* **Trecho do documento**:
- - - - -
A esse respeito, o documentário “Comunhão na Mão, o Triunfo da Desobediência”, produzido e recém-lançado pelo Centro Dom Bosco, deita luzes sobre o fenômeno por meio de uma investigação que conduz a um seminário interditado na Argentina, revelando casos surpreendentes de perseguição eclesiástica a padres zelosos da dignidade de Jesus Eucarístico. Partindo da percepção de que o que começou como forma alternativa tornou-se prática obrigatória em muitas paróquias, o protagonista Alvaro Mendes relembra o episódio pessoal em que teve a comunhão negada por um padre ao pôr-se de joelhos para recebê-la na boca (o padre exigia entregá-la na mão).

O filme traz ainda outros casos semelhantes e cenas de sacrilégios flagrantes, além de entrevistas com leigos, intelectuais, padres e o bispo D. Athanasius Schneider (Cazaquistão). A película, disponibilizada pelo Centro dom Bosco em sua plataforma própria desde 6 de dezembro, já teve exibição especial em cinemas de seis cidades (Belo Horizonte, Rio de Janeiro, São Paulo, São José dos Campos, Brasília e Recife) e até janeiro será exibida em pelo menos mais duas (Porto Alegre e Itajubá).
- - - - -
* **Lista de dados**:
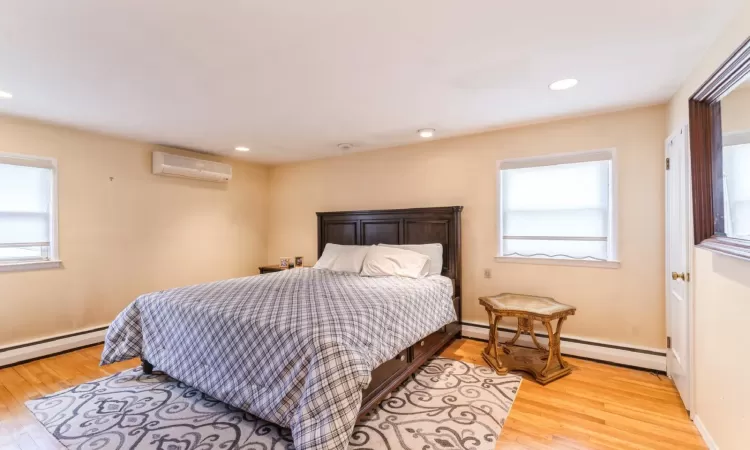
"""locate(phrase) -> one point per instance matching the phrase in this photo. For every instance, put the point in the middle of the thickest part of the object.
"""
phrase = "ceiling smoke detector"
(426, 132)
(561, 85)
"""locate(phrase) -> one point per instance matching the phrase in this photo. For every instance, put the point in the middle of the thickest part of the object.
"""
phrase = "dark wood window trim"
(706, 150)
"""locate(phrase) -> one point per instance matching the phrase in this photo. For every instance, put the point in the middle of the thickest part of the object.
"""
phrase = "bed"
(309, 349)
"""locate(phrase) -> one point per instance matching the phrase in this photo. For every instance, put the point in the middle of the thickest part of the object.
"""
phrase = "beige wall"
(735, 111)
(721, 292)
(135, 234)
(623, 305)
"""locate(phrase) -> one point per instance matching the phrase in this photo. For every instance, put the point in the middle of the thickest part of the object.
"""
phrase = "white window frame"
(53, 259)
(563, 158)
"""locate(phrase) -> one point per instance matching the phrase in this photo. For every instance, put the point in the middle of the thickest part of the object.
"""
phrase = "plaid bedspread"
(295, 347)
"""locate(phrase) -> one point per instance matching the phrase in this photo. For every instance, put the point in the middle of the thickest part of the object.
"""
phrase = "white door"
(678, 276)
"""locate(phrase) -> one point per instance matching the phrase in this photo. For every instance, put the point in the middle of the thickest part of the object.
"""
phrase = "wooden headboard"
(399, 226)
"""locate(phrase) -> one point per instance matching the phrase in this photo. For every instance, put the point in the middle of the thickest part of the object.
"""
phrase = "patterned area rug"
(446, 405)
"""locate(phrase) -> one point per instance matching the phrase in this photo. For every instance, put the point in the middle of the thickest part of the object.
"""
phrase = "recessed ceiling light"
(561, 85)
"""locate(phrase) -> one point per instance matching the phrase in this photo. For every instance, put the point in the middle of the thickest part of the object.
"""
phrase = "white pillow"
(382, 261)
(434, 251)
(342, 258)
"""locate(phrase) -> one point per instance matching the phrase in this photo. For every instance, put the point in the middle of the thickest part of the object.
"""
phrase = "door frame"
(682, 133)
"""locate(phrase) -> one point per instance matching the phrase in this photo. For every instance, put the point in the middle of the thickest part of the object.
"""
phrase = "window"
(27, 211)
(558, 209)
(737, 191)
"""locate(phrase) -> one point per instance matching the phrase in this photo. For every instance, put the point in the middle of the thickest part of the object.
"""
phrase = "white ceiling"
(292, 79)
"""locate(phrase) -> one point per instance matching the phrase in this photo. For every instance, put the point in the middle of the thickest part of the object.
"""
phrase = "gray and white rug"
(446, 405)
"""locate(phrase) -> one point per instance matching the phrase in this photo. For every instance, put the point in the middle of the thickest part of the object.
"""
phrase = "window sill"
(31, 265)
(558, 262)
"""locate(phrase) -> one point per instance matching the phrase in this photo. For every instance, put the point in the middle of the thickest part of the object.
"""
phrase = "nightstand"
(272, 269)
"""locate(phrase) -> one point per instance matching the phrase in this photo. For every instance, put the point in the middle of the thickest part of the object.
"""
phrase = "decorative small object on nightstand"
(543, 364)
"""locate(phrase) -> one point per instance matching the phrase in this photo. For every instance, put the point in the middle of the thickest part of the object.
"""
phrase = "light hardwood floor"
(596, 407)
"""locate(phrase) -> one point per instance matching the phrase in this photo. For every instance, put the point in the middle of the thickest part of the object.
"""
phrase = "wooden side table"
(543, 364)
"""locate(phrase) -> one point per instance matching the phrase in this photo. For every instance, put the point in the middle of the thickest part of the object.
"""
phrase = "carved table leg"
(554, 347)
(490, 353)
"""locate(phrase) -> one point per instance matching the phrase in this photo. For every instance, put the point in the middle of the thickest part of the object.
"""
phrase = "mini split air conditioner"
(181, 166)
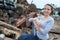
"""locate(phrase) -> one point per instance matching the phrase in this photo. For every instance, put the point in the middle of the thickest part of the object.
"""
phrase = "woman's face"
(47, 10)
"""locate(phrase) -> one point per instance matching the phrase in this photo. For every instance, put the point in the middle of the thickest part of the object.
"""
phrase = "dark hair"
(52, 8)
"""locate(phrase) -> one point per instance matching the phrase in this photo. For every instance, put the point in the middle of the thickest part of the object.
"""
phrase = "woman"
(41, 25)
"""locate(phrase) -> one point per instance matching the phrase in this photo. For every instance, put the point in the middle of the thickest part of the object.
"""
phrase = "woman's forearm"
(37, 26)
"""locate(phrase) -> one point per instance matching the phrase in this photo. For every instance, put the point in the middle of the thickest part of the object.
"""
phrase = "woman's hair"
(52, 8)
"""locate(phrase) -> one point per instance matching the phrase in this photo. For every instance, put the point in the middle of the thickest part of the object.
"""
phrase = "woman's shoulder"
(51, 19)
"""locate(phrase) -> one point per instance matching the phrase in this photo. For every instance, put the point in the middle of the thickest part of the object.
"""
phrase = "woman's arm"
(47, 28)
(35, 21)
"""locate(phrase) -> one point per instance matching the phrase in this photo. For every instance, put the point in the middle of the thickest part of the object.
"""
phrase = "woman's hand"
(35, 21)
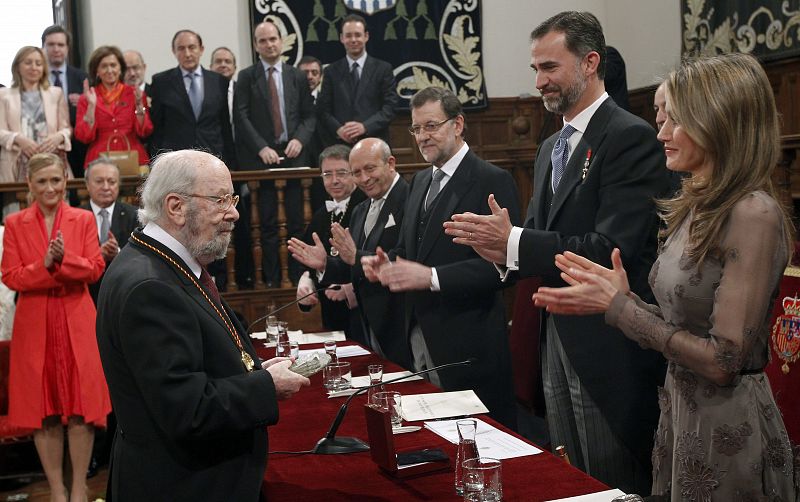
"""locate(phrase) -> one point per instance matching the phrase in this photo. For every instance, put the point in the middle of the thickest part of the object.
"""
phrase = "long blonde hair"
(726, 106)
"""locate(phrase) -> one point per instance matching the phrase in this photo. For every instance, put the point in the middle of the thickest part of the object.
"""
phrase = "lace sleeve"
(753, 255)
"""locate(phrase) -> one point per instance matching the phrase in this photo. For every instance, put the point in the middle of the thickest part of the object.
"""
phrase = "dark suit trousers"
(268, 215)
(575, 421)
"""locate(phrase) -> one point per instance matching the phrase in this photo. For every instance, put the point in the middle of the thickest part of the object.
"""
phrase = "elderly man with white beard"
(192, 398)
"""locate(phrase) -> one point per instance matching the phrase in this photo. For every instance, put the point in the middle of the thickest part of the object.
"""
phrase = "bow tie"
(338, 207)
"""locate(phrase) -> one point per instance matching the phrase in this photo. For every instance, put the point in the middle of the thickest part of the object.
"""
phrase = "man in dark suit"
(375, 223)
(191, 397)
(56, 42)
(344, 197)
(454, 306)
(189, 109)
(358, 94)
(595, 183)
(274, 119)
(190, 104)
(115, 219)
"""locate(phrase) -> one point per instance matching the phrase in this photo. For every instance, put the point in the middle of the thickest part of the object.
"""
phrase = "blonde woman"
(33, 116)
(50, 254)
(727, 242)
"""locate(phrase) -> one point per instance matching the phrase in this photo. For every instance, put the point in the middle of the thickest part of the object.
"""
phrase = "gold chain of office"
(247, 360)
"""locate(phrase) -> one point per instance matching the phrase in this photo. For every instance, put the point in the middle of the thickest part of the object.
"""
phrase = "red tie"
(208, 282)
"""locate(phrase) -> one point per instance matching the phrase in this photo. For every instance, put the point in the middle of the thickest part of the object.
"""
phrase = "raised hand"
(486, 234)
(310, 256)
(343, 242)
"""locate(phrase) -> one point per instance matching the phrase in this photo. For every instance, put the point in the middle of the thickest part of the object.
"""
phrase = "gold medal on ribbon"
(247, 361)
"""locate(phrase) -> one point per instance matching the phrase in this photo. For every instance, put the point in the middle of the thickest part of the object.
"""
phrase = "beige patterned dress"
(720, 436)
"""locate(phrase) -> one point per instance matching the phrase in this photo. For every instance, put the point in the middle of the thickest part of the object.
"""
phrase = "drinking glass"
(467, 448)
(272, 329)
(330, 349)
(390, 401)
(340, 375)
(482, 480)
(375, 376)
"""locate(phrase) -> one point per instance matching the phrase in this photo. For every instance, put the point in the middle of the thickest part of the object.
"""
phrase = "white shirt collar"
(394, 182)
(278, 66)
(62, 69)
(96, 209)
(197, 71)
(581, 121)
(450, 166)
(161, 235)
(360, 61)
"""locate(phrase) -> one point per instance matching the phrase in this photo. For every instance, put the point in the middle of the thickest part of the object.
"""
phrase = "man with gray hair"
(192, 398)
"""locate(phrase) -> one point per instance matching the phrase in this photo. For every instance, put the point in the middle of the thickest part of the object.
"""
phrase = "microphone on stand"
(333, 287)
(330, 444)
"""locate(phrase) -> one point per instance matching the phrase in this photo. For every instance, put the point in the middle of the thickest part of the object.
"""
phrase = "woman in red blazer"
(111, 110)
(50, 254)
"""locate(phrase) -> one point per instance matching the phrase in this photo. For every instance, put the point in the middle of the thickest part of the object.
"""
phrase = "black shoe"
(92, 471)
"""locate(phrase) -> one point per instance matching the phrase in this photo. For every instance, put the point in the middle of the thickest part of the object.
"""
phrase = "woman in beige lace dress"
(727, 241)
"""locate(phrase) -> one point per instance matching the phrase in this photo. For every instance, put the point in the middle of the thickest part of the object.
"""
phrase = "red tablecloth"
(306, 417)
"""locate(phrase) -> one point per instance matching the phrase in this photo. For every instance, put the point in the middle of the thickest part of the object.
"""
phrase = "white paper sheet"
(491, 441)
(348, 351)
(363, 381)
(303, 338)
(605, 496)
(442, 405)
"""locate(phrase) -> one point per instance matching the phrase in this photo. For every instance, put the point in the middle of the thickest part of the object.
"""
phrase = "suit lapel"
(33, 231)
(421, 183)
(180, 88)
(445, 205)
(591, 139)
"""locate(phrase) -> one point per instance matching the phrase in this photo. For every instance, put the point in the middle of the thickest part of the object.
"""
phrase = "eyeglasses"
(340, 173)
(430, 127)
(222, 202)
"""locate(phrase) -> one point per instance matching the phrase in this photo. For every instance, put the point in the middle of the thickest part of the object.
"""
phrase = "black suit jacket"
(467, 317)
(335, 315)
(123, 222)
(174, 124)
(251, 104)
(379, 309)
(191, 421)
(373, 103)
(611, 207)
(76, 156)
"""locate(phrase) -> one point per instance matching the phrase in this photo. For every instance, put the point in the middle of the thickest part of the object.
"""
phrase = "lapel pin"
(585, 169)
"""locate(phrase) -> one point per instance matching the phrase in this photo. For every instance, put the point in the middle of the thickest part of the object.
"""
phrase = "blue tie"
(194, 95)
(560, 155)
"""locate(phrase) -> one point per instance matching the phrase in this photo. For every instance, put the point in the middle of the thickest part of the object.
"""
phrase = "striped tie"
(560, 155)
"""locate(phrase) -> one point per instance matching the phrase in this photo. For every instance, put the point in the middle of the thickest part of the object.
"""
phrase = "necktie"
(438, 174)
(275, 104)
(560, 155)
(372, 216)
(194, 95)
(105, 225)
(208, 281)
(354, 76)
(332, 205)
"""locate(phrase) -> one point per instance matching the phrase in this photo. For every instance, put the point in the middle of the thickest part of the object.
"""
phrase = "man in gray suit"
(274, 121)
(358, 94)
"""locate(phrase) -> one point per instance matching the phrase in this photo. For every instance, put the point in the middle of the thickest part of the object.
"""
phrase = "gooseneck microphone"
(330, 444)
(333, 287)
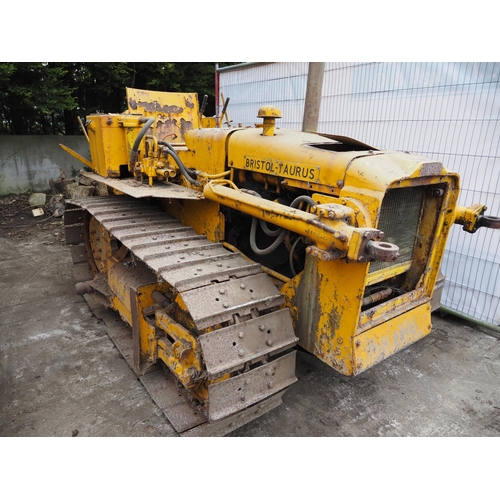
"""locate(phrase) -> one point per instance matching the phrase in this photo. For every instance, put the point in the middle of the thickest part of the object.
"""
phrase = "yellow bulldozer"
(224, 248)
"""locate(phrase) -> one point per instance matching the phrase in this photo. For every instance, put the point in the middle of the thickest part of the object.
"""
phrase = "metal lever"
(489, 221)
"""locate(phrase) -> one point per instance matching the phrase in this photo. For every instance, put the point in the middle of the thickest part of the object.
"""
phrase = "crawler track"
(243, 331)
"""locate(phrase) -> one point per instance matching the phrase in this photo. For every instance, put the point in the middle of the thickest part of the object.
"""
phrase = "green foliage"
(48, 98)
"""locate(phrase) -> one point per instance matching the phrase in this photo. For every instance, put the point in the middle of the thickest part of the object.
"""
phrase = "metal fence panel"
(446, 111)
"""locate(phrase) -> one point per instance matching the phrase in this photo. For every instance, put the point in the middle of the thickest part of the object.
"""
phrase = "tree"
(33, 98)
(48, 98)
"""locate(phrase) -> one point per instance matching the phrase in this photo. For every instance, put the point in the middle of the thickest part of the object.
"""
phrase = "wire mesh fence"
(445, 111)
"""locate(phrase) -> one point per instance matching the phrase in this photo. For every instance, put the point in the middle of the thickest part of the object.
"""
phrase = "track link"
(243, 332)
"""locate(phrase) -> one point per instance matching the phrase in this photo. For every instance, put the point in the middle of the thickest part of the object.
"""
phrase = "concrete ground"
(60, 374)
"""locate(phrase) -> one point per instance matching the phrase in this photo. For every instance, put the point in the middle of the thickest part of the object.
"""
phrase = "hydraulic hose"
(135, 148)
(182, 167)
(281, 232)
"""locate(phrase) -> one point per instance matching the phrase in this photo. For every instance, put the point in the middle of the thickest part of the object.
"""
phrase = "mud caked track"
(213, 321)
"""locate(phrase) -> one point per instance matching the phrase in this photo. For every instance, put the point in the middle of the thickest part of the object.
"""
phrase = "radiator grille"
(399, 219)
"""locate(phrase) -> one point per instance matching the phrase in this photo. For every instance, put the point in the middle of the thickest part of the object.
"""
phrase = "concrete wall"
(27, 162)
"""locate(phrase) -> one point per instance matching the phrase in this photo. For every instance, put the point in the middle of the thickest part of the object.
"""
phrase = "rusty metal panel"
(137, 190)
(227, 348)
(219, 302)
(238, 392)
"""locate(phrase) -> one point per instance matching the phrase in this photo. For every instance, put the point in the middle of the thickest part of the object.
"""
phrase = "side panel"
(378, 343)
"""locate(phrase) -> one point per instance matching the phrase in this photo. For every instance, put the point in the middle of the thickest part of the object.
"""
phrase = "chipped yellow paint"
(385, 339)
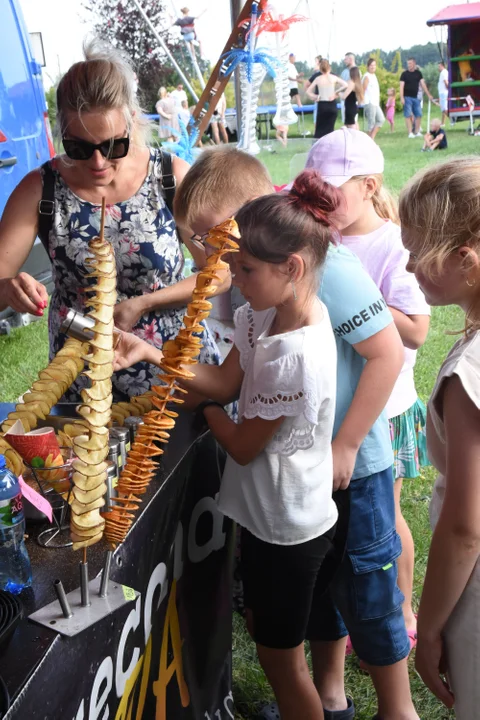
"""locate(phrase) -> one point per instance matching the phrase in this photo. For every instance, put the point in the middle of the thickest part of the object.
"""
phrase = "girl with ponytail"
(278, 479)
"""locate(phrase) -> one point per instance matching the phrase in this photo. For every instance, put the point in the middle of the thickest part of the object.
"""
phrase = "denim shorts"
(412, 106)
(364, 599)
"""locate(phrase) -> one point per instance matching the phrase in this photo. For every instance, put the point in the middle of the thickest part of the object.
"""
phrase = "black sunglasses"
(113, 149)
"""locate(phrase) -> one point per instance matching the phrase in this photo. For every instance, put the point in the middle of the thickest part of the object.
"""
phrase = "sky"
(333, 28)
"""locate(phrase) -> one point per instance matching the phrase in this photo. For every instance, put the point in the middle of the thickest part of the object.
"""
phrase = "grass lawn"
(25, 352)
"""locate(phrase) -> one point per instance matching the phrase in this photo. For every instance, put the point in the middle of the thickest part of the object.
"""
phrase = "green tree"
(119, 23)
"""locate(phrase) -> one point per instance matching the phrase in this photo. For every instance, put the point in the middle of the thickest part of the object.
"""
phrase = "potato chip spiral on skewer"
(91, 448)
(178, 353)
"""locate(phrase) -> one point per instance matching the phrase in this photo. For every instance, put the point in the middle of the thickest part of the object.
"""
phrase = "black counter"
(181, 493)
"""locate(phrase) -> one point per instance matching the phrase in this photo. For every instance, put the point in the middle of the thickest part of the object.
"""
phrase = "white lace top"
(284, 496)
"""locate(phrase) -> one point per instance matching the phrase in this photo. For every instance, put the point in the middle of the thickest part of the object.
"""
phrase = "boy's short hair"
(221, 178)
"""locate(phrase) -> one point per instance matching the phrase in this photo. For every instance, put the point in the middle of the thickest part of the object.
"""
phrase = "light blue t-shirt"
(357, 311)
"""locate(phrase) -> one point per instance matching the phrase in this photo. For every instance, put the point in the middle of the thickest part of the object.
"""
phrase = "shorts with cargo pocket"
(364, 599)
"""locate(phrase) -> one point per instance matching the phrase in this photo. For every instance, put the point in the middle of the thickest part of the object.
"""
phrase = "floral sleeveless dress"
(148, 256)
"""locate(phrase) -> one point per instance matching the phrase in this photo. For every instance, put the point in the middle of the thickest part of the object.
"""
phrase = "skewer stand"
(92, 601)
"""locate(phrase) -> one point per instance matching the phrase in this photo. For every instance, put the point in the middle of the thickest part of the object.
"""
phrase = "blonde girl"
(351, 160)
(390, 108)
(352, 96)
(440, 214)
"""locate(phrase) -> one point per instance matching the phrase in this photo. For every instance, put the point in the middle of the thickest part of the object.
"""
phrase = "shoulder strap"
(168, 180)
(46, 206)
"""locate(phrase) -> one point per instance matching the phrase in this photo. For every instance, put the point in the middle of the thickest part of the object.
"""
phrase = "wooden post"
(217, 83)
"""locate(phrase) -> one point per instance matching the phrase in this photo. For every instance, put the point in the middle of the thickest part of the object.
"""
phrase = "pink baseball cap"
(344, 154)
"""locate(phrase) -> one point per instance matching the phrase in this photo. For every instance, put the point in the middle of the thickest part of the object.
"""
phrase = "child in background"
(352, 161)
(440, 215)
(282, 134)
(283, 370)
(390, 108)
(436, 139)
(184, 113)
(370, 356)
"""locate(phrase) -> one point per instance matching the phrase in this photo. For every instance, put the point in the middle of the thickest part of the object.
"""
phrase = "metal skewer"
(106, 574)
(62, 598)
(84, 589)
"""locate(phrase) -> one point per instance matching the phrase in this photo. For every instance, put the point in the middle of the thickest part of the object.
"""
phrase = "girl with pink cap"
(351, 161)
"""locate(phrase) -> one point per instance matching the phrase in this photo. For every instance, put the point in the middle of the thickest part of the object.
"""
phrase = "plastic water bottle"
(15, 569)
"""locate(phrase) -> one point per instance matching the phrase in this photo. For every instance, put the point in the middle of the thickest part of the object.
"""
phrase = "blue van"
(25, 137)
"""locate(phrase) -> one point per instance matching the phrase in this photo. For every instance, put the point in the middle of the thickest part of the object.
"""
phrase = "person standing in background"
(352, 96)
(443, 85)
(184, 113)
(186, 23)
(293, 78)
(218, 121)
(168, 127)
(325, 91)
(307, 83)
(179, 95)
(410, 82)
(371, 89)
(349, 62)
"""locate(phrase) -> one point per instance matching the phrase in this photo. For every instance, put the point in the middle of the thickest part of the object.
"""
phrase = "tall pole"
(165, 49)
(235, 9)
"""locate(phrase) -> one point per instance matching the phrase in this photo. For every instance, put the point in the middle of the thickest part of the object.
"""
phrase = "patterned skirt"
(409, 441)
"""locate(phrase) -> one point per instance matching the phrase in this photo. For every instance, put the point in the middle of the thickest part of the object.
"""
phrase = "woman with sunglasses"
(106, 156)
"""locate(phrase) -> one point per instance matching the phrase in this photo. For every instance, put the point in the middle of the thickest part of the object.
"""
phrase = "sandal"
(346, 714)
(271, 712)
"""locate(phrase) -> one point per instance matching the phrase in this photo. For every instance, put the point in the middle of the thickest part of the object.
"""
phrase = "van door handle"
(8, 162)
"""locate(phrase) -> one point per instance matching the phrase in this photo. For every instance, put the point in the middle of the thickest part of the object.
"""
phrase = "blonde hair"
(356, 78)
(103, 81)
(441, 206)
(223, 178)
(383, 201)
(324, 65)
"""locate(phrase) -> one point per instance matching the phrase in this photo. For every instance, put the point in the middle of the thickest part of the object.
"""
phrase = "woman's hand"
(24, 294)
(430, 665)
(128, 312)
(344, 458)
(130, 350)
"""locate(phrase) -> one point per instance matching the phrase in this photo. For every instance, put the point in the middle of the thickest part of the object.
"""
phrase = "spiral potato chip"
(182, 351)
(91, 445)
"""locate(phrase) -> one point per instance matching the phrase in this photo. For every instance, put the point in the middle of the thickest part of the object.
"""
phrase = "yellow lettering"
(171, 630)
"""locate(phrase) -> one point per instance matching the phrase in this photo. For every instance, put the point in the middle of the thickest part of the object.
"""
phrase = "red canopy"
- - - - -
* **Tarefas a realizar**:
**a.** Relacione todas as cidades em que, segundo o trecho sobre o documentário, o filme já teve exibição especial em cinemas.
**b.** Dê continuidade ao trecho sobre o documentário a partir do ponto em que ele termina.

* **Respostas abaixo**:
**a.** Belo Horizonte, Rio de Janeiro, São Paulo, São José dos Campos, Brasília e Recife.

**b.**
Numa das cenas um padre argentino afirma categoricamente que “não se pode negociar com o Corpo de Cristo”. A severidade de tal afirmação expõe uma crise de fé que, se entre o clero católico encontra-se grandemente difundida, tanto mais capilarizada encontra-se entre os fiéis. Para além das graves consequências espirituais dela decorrentes, não se poderia dar também sem graves consequências políticas, econômicas e sociais o rechaço à presença d’Aquele que, por um amor incompreensível ao gênero humano, redimiu-nos assumindo nossas misérias e, como se já não fosse tudo, quis estar conosco “até o fim do mundo” (Mt 28, 20). Segundo São Cirilo de Jerusalém (313-386), Doutor da Igreja, os novos batizados deveriam lamentar mais a perda de qualquer partícula da Hóstia do que a perda de ouro, de diamante ou de qualquer um dos membros de seu corpo. Neste tempo de Advento, em que toda a Igreja se prepara para a festa da chegada do Verbo que se fez carne e depois, pão, o documentário “Comunhão na Mão” vem lembrar-nos desta grave – porém terna e redentora – realidade.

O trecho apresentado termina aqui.